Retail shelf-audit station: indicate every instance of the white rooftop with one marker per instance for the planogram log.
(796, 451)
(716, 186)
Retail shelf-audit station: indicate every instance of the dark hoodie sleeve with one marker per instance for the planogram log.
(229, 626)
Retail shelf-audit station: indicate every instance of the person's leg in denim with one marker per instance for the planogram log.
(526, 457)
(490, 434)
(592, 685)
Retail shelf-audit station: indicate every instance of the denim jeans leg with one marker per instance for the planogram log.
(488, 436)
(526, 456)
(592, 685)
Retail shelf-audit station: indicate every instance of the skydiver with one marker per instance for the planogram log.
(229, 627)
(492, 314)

┄┄┄┄┄┄┄┄┄┄┄┄┄┄┄┄┄┄┄┄

◆ PROMPT ◆
Reproduce every line of the records above word for word, in their original order, including each set of coordinates.

◆ TASK OUTPUT ◆
Retail shelf-audit station: indicate every instance of the white rooftop with one marker per instance for the planogram log.
(796, 451)
(716, 186)
Retail shelf-audit station: indicate every instance of the dark hoodie sleeve with one marker per instance for the planogram log.
(229, 626)
Retail shelf-audit station: indicate every instance of the person's leg in denim with one marker per instance for the planogram log.
(526, 457)
(490, 434)
(592, 685)
Retail shelf-audit station: indicate every instance of the denim jeans leg with one marker per instance for the planogram log.
(488, 436)
(526, 456)
(592, 685)
Retail shelf-audit station: indicate every instance of the skydiver with one marker per instance for the planogram log.
(229, 627)
(492, 314)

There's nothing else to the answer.